**What you need to do**
Rewrite the material below as a numbered list, with blank lines omitted, beginning at the line that contains "As a courtesy, could you identify the bare" and ending after the line that contains "[399,137,453,196]". Include nothing outside that stretch.

**Records**
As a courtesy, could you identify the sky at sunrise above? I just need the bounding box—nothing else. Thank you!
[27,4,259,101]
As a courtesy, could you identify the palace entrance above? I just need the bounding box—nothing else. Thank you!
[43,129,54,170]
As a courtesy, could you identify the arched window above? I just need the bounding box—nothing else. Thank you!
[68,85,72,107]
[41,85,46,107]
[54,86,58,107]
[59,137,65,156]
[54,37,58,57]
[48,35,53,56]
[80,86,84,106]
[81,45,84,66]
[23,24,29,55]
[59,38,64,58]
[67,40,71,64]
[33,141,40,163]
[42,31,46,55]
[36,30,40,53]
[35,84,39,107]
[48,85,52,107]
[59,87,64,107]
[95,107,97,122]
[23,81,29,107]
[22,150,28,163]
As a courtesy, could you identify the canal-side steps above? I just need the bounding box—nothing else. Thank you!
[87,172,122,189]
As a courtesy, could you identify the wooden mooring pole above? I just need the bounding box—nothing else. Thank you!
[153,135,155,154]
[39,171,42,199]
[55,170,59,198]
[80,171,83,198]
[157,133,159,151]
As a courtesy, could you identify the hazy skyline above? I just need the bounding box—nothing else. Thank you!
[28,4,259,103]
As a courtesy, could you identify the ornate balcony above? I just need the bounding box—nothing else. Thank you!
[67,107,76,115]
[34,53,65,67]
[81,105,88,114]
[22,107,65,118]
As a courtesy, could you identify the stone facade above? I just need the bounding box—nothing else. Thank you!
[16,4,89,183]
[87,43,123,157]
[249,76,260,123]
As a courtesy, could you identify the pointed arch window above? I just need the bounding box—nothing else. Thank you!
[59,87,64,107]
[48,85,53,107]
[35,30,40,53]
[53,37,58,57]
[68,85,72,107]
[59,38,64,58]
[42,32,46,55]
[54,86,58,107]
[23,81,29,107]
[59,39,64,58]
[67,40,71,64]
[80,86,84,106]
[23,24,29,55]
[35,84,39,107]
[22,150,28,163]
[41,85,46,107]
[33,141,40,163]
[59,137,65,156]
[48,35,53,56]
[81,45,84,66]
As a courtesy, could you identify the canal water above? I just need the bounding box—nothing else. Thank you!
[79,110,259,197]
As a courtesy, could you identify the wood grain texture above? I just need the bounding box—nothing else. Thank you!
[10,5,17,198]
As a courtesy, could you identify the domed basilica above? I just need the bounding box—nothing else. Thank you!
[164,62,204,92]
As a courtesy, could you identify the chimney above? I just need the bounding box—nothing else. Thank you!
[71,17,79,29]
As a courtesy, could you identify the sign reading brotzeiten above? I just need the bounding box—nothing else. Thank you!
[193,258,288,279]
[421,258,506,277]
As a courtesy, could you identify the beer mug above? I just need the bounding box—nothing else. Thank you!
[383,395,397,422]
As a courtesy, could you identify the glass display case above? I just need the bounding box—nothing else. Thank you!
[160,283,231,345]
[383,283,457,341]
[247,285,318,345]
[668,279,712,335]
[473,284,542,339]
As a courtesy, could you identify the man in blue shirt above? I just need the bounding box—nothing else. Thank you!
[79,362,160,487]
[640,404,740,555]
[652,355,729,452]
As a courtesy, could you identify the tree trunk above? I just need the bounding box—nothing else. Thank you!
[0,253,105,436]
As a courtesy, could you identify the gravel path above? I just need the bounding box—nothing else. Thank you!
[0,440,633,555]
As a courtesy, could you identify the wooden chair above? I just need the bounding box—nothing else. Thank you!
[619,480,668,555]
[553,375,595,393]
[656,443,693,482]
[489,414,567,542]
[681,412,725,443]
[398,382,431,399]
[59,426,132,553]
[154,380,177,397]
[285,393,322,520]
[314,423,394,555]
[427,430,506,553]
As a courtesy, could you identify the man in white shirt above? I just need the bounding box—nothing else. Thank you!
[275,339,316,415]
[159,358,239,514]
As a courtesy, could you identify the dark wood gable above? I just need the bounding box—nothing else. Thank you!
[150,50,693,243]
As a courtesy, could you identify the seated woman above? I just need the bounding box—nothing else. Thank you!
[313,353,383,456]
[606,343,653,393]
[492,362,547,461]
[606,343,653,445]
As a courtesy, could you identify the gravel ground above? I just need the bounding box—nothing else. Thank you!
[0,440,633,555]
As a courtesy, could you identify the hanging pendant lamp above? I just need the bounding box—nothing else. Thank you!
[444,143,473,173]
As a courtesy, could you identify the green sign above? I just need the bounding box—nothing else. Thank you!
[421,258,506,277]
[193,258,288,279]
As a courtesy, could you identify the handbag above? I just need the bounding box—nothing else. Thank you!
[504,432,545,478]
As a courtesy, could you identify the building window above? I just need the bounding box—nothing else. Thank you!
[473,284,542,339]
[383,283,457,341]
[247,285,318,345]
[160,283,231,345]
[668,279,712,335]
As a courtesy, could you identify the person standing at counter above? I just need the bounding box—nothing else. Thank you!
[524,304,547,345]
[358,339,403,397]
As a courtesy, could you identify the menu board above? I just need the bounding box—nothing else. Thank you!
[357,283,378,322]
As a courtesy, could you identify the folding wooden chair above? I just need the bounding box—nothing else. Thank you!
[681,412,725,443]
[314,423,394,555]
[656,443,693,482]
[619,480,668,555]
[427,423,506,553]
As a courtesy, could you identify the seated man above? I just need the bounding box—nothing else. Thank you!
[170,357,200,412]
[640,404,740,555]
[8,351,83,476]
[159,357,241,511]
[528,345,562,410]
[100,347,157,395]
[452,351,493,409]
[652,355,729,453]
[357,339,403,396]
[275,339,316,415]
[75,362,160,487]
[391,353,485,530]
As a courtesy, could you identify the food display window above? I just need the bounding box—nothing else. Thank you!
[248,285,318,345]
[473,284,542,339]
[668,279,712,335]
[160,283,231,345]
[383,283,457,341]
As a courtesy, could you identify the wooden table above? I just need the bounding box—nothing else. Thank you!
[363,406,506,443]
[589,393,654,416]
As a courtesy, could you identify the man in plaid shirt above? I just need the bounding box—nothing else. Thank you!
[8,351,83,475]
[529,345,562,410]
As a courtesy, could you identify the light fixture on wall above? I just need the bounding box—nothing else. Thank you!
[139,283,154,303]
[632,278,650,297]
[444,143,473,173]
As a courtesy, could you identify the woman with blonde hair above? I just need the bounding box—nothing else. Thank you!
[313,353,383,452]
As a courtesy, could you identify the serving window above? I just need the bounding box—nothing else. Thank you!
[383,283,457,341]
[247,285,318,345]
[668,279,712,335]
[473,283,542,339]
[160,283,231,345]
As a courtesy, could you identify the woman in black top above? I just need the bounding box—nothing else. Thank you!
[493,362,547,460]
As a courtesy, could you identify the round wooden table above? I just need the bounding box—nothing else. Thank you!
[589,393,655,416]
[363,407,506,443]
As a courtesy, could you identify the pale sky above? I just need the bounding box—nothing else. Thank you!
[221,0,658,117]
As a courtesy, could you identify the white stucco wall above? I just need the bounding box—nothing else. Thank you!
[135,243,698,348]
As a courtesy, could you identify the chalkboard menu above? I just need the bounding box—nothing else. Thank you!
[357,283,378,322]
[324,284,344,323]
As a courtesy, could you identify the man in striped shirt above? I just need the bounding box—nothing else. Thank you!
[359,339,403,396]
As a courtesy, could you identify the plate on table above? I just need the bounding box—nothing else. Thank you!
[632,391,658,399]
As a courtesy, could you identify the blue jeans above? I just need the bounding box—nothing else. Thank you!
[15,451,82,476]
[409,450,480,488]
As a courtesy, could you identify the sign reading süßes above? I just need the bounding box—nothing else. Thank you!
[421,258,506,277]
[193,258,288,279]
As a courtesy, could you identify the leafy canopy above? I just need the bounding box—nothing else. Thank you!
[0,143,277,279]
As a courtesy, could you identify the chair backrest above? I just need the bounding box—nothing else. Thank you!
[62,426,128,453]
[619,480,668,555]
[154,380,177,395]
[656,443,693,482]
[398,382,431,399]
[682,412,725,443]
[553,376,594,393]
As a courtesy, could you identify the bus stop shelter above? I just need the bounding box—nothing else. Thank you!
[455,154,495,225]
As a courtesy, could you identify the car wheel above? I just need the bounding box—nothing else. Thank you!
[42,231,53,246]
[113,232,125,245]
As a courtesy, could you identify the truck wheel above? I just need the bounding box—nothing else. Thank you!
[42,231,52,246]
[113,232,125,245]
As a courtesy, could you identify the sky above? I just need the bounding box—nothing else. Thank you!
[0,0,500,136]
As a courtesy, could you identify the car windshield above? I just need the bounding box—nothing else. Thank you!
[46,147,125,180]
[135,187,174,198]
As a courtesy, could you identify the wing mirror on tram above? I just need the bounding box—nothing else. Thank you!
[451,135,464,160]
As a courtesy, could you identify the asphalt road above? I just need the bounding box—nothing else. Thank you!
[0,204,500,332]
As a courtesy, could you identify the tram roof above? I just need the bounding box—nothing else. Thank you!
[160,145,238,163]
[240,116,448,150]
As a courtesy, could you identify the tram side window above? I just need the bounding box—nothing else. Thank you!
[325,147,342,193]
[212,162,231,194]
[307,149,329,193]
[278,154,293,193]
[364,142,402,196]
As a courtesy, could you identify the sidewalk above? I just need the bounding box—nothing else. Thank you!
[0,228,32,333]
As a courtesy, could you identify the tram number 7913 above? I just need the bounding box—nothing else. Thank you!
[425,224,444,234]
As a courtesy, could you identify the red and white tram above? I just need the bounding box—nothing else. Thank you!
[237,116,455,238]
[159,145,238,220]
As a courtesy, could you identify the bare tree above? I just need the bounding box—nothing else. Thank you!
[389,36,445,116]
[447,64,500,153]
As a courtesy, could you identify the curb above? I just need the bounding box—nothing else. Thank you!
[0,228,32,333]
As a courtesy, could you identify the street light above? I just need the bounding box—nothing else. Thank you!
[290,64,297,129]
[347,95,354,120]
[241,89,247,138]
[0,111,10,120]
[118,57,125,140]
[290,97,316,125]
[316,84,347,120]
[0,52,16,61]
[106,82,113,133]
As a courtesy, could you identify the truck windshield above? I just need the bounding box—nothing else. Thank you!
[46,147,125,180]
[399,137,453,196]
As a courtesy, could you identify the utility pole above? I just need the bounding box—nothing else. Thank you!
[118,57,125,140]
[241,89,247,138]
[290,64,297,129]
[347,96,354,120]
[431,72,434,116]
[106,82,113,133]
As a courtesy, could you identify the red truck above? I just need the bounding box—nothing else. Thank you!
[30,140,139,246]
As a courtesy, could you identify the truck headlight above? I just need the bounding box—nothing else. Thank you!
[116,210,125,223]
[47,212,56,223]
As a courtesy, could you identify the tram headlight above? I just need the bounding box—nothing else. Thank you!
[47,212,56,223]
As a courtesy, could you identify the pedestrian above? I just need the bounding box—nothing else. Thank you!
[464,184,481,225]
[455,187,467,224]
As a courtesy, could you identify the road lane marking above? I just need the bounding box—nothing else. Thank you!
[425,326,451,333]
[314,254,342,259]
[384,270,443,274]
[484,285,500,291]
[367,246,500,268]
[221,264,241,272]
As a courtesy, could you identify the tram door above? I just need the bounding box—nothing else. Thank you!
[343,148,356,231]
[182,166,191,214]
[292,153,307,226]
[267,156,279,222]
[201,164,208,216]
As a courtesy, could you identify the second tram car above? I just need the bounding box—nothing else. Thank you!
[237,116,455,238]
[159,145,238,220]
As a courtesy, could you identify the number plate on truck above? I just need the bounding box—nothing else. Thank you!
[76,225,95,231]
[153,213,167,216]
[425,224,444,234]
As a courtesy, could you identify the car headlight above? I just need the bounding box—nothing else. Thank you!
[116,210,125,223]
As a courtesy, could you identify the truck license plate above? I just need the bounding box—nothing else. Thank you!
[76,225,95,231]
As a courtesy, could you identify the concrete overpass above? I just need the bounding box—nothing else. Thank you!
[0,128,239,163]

**Response to the exercise**
1. As a courtesy, could you identify the bare tree above? I just need the bounding box—nothing else. Thank you!
2. [389,36,445,116]
3. [447,64,500,153]
4. As a courtesy, could you identify the curb above? I just need the bounding box—nothing else. Thank you!
5. [0,228,32,333]
6. As a courtesy, could you identify the street light above? I just need the bounding box—nothing else. Thank you!
7. [290,64,297,129]
8. [347,95,354,120]
9. [241,89,247,138]
10. [0,111,10,120]
11. [118,57,125,140]
12. [290,97,316,125]
13. [316,84,347,120]
14. [0,52,16,61]
15. [106,82,113,133]
16. As a courtesy, could you identify the truck windshield above? I just need the bounding box—nothing else. Thank you!
17. [46,147,125,180]
18. [399,137,453,196]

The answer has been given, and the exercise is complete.